Top of QUOTED PASSAGE

Mark B. Steffen (born August 30, 1962) is an American politician who served as a Republican member of the Kansas Senate from the 34th district. He assumed office in 2021, after beating one-term Republican incumbent Edward Berger with 57.5% of the vote in the August 4, 2020 primary, and Democrat Shanna Henry with 69.8% of the vote in the general election.

== Medical practice ==
Steffen is an anesthesiologist and pain specialist who promoted unproven medications to help sufferers from COVID-19 by the United States Food and Drug Administration, including Ivermectin and Hydroxychloroquine. On January 26, 2022, Steffen reported his practice had been investigated by the Kansas Board of Healing Arts for the previous 18 months. Steffen demanded a hearing to debate the science and later claimed that the government agencies dismissed all complaints. He contended that Dr. Steve Stites, the chief medical officer at The University of Kansas Health System, who was critical of politicians who oppose vaccination and masking, was "the Kansas Dr. Fauci," accusing Stites of spreading "propaganda."

Bottom of QUOTED PASSAGE
Top of EXTRACTED INFORMATION

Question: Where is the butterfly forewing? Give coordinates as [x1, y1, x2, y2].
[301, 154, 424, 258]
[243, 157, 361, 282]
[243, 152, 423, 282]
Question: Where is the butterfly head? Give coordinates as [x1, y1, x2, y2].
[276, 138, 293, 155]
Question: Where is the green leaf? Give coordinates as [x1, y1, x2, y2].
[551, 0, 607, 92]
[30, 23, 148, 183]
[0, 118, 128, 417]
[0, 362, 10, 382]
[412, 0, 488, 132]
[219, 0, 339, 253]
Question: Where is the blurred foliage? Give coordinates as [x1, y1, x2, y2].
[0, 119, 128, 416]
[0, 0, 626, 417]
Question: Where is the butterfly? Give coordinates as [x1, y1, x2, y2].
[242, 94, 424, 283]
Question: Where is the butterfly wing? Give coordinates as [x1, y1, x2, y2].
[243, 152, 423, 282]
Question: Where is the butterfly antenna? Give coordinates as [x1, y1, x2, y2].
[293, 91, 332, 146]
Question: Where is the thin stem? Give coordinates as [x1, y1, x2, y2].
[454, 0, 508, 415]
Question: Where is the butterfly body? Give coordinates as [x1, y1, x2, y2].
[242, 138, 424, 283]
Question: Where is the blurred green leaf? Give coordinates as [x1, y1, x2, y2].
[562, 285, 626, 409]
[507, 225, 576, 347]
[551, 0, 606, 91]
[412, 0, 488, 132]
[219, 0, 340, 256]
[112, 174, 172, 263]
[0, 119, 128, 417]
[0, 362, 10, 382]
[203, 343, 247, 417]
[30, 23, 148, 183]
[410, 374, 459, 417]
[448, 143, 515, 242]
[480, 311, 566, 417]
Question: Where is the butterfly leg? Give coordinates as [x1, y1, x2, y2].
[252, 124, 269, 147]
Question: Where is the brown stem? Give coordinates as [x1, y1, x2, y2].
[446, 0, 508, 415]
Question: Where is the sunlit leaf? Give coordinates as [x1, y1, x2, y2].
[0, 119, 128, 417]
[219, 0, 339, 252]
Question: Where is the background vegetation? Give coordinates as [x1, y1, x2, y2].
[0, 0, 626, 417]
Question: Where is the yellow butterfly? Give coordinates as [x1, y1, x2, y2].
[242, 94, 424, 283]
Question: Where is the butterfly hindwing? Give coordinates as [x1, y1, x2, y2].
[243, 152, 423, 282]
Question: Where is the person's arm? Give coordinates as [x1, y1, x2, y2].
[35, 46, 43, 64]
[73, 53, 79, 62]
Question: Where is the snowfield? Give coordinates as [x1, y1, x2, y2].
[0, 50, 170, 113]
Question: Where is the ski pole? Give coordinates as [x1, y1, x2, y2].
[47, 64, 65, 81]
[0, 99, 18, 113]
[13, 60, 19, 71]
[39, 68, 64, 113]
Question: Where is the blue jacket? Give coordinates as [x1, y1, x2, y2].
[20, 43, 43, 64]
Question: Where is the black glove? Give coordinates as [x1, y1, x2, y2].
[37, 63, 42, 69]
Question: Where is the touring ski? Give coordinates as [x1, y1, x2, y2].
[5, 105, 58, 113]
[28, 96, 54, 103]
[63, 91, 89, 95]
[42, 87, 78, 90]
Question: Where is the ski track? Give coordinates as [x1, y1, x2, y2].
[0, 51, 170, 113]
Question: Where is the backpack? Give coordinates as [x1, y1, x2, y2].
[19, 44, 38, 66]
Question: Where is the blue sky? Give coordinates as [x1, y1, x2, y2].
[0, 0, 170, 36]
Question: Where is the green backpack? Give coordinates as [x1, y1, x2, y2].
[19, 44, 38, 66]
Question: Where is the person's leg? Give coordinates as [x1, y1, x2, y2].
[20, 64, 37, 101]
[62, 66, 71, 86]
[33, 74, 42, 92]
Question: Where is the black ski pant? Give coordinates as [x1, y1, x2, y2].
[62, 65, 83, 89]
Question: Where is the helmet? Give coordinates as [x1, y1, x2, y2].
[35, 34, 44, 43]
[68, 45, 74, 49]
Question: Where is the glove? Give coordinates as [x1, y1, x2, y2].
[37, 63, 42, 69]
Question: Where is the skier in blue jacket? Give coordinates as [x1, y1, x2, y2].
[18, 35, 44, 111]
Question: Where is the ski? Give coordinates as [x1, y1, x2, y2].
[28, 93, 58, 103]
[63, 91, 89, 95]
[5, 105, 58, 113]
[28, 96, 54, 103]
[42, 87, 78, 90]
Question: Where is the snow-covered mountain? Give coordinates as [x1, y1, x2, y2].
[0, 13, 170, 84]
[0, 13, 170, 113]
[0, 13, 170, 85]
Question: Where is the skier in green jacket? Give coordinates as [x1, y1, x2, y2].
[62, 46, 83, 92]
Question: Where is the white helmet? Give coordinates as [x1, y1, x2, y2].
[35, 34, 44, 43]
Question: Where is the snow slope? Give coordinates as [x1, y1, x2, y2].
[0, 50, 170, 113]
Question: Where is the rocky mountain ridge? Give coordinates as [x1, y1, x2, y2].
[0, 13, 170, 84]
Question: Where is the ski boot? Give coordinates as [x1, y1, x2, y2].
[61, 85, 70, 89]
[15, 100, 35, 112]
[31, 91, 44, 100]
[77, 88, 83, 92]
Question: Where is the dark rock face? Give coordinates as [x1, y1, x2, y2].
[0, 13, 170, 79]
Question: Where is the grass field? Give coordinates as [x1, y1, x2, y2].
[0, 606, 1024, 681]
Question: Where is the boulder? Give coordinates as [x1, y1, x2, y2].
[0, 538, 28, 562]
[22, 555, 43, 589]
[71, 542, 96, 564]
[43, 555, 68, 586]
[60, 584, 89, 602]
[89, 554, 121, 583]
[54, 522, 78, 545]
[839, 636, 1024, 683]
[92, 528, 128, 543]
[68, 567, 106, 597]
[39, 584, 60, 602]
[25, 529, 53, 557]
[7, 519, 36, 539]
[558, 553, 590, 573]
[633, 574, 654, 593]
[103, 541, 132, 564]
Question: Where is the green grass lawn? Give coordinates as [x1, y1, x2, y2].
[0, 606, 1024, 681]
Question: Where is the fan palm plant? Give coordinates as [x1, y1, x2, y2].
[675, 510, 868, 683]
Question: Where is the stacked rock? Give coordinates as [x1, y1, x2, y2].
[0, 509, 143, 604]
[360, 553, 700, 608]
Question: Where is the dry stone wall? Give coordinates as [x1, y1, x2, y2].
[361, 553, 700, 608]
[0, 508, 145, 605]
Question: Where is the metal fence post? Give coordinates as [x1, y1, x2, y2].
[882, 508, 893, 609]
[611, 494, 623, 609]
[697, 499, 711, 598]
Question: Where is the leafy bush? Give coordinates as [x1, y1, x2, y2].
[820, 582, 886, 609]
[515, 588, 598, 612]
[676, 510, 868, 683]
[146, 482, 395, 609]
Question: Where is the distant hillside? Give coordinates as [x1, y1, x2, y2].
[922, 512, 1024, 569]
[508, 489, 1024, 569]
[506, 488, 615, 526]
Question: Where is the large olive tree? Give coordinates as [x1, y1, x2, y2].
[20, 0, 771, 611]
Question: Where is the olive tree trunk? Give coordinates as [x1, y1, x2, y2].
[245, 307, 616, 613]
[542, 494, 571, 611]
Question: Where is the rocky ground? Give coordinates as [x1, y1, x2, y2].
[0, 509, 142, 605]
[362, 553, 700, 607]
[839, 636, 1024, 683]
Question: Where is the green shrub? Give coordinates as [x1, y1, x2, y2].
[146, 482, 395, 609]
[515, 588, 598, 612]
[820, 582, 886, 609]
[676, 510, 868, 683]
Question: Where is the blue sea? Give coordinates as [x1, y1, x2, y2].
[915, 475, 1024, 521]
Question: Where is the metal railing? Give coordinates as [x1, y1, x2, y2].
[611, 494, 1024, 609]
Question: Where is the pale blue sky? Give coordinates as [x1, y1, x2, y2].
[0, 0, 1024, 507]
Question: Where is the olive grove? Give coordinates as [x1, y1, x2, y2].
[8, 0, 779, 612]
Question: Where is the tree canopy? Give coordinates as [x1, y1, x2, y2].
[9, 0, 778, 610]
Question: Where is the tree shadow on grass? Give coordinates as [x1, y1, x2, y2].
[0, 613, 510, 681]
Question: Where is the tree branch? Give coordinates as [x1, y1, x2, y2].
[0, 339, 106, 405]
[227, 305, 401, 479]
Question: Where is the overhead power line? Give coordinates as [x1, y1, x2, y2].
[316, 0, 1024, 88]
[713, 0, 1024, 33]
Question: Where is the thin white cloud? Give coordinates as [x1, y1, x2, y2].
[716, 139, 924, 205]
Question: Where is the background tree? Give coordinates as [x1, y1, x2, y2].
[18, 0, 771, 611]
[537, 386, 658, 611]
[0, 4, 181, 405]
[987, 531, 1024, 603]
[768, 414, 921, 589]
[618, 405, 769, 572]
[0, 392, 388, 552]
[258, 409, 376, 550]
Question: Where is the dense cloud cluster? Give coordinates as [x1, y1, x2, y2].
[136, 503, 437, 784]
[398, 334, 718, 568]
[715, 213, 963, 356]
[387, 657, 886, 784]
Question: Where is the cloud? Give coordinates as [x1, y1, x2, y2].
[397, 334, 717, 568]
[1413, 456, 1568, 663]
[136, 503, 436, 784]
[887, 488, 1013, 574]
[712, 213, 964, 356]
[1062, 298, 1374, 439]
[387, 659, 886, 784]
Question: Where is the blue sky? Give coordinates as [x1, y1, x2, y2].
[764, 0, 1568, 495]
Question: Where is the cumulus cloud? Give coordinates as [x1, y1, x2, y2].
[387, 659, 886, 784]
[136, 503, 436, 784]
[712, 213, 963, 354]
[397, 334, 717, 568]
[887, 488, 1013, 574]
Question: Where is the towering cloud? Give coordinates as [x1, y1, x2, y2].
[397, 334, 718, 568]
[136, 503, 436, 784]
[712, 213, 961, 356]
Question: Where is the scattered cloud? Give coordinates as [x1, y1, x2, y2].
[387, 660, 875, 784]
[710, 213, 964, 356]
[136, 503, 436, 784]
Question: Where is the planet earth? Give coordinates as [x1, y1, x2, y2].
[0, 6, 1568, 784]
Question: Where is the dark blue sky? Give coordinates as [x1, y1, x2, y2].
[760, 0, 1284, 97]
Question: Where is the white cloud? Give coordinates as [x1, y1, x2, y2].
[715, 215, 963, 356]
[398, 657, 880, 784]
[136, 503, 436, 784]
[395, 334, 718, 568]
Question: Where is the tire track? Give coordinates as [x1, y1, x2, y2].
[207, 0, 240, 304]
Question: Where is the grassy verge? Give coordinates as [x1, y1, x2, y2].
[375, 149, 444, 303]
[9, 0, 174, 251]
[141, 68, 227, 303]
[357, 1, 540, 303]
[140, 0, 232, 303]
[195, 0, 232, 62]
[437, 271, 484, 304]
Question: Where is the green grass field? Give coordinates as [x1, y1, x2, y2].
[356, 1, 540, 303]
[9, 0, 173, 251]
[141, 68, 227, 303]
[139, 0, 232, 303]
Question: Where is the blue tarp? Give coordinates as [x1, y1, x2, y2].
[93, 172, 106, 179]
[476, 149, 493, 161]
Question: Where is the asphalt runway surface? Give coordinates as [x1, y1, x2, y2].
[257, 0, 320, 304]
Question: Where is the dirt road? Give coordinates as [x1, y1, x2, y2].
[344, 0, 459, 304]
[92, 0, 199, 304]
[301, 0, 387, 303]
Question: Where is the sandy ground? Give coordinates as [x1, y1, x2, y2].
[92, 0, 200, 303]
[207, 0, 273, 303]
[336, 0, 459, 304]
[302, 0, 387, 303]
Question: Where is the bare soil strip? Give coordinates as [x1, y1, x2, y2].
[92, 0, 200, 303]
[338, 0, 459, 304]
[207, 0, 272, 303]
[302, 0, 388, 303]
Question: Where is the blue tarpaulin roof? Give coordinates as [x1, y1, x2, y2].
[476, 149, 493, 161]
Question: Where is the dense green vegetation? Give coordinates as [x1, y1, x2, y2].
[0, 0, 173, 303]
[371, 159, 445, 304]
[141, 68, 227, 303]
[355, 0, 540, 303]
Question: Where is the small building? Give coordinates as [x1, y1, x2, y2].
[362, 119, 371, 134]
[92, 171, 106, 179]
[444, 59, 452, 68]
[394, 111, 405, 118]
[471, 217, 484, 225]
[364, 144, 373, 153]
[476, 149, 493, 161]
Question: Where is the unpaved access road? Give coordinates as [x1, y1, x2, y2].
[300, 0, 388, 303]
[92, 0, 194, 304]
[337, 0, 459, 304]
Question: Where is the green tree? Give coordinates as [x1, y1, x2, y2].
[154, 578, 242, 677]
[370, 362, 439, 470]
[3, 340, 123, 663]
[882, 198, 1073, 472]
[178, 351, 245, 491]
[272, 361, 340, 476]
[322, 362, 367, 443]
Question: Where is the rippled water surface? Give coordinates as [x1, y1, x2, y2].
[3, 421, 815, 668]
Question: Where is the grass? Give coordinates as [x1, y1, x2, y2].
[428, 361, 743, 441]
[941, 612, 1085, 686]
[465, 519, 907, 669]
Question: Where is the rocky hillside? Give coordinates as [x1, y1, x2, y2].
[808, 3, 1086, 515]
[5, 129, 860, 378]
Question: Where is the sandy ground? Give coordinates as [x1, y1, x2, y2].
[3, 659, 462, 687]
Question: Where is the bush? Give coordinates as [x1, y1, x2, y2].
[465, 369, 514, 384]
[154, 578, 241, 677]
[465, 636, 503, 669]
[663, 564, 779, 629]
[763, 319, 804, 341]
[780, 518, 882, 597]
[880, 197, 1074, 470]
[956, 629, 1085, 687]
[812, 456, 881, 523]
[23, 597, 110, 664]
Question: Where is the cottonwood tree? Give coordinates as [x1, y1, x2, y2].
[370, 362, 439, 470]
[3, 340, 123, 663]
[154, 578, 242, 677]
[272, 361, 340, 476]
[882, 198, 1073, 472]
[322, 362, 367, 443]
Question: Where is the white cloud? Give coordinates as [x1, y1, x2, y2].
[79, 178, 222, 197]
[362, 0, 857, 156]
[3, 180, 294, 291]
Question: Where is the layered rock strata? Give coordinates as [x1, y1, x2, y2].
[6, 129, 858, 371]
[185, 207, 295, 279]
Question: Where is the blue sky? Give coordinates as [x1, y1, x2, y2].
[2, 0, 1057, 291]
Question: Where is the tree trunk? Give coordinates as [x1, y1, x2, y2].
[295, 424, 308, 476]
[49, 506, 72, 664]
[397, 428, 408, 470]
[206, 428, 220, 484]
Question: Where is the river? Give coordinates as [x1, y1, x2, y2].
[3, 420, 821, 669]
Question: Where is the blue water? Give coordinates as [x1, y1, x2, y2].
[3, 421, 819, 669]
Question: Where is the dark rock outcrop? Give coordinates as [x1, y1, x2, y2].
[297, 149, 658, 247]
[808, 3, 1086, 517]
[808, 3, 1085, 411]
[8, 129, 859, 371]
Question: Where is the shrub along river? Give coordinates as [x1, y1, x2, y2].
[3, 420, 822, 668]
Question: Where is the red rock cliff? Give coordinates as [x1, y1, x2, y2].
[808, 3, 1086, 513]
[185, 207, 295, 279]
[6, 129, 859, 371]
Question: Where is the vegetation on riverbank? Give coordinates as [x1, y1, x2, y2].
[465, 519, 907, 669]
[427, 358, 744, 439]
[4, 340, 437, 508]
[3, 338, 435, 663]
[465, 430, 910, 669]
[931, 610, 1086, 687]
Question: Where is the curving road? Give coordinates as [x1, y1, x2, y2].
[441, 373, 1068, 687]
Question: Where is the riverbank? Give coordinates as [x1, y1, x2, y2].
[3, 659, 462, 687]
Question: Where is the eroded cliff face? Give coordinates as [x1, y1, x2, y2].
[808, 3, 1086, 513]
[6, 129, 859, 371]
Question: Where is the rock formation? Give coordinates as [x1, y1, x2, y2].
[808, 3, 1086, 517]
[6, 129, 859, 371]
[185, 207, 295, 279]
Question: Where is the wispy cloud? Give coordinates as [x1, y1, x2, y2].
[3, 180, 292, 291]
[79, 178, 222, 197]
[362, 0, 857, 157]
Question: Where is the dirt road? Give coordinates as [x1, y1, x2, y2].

Bottom of EXTRACTED INFORMATION

→ WHAT YOU HAVE TO DO
Return the Mark Steffen passage in full, reproducing every word without alteration. Rely solely on the Mark Steffen passage.

→ RESULT BELOW
Mark B. Steffen (born August 30, 1962) is an American politician who served as a Republican member of the Kansas Senate from the 34th district. He assumed office in 2021, after beating one-term Republican incumbent Edward Berger with 57.5% of the vote in the August 4, 2020 primary, and Democrat Shanna Henry with 69.8% of the vote in the general election.

== Medical practice ==
Steffen is an anesthesiologist and pain specialist who promoted unproven medications to help sufferers from COVID-19 by the United States Food and Drug Administration, including Ivermectin and Hydroxychloroquine. On January 26, 2022, Steffen reported his practice had been investigated by the Kansas Board of Healing Arts for the previous 18 months. Steffen demanded a hearing to debate the science and later claimed that the government agencies dismissed all complaints. He contended that Dr. Steve Stites, the chief medical officer at The University of Kansas Health System, who was critical of politicians who oppose vaccination and masking, was "the Kansas Dr. Fauci," accusing Stites of spreading "propaganda."